■ TEXT SEGMENT:
◆ ◆ ◆ ◆ ◆

Janine Claire Ilitch (née Lynch; born 27 January 1972) is an Australian netball player. She was an Australian Institute of Sport scholarship holder in 1993.

Ilitch was born in Mordialloc, Victoria.  She has been a frequent member of the Australian national team, playing in her usual positions of goal keeper and goal defence, since being first selected in 1995. Ilitch has also been a key member of the Melbourne Kestrels in the Commonwealth Bank Trophy ever since the competition's founding in 1997, and served a stint as captain in 2004.

After years of playing second-fiddle to accomplished defenders Kathryn Harby-Williams and Liz Ellis, Ilitch finally cracked the Australian starting-seven in November 2004, where her combination with Australian captain Ellis played a major role in Australia's series victory against New Zealand. This combination was never to reach its true potential, when Ilitch took the 2005 season off due to being pregnant with her second child, and Ellis withdrew from the Australian team with a knee injury upon Ilitch's return. Ilitch won a place in Australia's silver-winning Commonwealth games team in 2006. After playing limited games with the Melbourne Kestrels in the 2006 Commonwealth Bank Trophy season, Ilitch announced her retirement.

◆ ◆ ◆ ◆ ◆

■ SHORT TASK:
Using the biography of Janine Ilitch above, say whether each statement agrees with it: (a) Ilitch was first picked for the Australian national team in 1995; (b) Ilitch played the whole 2005 season; (c) Australia's 2006 Commonwealth Games team won gold. For each, answer yes or no and quote the words that decide it.

(Point placement listing)

◆ ◆ ◆ ◆ ◆

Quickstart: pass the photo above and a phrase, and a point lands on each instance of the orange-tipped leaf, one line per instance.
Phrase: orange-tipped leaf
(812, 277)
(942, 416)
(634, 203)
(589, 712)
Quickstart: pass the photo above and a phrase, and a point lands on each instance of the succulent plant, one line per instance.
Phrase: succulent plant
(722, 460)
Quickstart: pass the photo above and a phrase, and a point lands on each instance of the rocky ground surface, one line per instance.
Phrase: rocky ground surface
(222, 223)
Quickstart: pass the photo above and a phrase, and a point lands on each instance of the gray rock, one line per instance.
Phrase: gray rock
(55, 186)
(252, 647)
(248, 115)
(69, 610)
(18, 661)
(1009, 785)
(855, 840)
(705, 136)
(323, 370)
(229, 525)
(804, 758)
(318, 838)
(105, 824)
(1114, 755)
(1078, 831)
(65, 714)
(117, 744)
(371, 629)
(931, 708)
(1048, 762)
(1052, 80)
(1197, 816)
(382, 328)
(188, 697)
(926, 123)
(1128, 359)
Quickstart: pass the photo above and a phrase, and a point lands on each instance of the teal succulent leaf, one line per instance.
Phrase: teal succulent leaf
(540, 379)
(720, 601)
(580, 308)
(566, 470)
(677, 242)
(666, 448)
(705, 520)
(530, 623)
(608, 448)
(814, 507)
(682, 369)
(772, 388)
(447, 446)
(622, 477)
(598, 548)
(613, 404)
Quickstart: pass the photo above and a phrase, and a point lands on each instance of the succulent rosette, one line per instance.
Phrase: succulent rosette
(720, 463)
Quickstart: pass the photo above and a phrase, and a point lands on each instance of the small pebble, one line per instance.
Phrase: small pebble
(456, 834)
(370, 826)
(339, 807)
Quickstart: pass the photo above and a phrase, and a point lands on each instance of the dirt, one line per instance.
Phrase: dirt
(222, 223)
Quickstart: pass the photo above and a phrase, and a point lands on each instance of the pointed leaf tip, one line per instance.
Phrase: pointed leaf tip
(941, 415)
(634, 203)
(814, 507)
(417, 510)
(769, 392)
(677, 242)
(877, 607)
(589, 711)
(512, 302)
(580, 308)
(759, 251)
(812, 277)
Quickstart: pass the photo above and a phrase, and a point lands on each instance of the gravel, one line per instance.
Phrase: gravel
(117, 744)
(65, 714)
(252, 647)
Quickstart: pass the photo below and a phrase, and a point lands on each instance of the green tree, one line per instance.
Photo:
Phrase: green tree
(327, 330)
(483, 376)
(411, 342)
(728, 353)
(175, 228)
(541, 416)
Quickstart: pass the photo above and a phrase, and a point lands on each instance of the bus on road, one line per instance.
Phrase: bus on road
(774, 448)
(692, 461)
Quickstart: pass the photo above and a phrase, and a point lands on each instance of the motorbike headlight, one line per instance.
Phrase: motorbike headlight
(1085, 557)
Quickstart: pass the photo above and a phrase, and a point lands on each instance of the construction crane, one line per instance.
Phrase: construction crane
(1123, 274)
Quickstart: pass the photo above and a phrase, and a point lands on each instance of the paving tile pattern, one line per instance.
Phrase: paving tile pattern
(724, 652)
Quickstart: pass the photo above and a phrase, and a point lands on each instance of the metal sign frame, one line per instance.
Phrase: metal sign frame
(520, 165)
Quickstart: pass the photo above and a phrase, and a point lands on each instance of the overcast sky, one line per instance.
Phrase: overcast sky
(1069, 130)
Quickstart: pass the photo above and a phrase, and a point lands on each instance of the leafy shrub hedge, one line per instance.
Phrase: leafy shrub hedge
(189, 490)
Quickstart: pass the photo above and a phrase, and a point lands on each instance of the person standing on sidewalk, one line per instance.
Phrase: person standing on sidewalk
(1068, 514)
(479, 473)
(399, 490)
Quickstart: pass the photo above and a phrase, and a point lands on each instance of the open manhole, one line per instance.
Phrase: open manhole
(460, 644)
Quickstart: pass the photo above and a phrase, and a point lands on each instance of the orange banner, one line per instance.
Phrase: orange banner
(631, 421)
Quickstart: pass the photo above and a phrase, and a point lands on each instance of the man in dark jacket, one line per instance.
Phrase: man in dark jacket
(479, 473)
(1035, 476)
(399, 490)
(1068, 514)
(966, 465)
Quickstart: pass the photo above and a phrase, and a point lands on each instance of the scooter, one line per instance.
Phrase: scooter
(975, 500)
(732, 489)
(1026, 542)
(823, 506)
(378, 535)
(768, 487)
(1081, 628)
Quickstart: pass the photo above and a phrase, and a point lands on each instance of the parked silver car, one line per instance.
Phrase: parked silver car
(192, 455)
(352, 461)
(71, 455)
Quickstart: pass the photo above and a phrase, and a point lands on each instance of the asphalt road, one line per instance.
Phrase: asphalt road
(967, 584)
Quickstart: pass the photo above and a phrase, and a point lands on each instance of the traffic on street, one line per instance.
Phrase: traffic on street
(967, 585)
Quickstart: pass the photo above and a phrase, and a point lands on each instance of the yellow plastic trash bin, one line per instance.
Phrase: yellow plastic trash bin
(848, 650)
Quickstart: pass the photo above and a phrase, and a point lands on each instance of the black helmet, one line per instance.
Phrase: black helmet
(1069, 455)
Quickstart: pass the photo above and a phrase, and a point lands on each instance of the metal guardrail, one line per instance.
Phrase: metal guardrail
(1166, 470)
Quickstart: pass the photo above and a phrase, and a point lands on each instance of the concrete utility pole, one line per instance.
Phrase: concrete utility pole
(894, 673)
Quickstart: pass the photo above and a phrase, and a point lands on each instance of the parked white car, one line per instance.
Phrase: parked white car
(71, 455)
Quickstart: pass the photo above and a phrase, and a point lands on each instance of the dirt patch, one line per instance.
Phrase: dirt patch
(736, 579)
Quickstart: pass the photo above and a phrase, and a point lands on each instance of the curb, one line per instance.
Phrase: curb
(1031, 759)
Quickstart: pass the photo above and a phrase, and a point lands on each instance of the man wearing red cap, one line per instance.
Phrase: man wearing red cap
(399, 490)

◆ ◆ ◆ ◆ ◆

■ RESPONSE BELOW:
(a) Yes: "since being first selected in 1995"
(b) No: "Ilitch took the 2005 season off due to being pregnant with her second child"
(c) No: "Australia's silver-winning Commonwealth games team in 2006"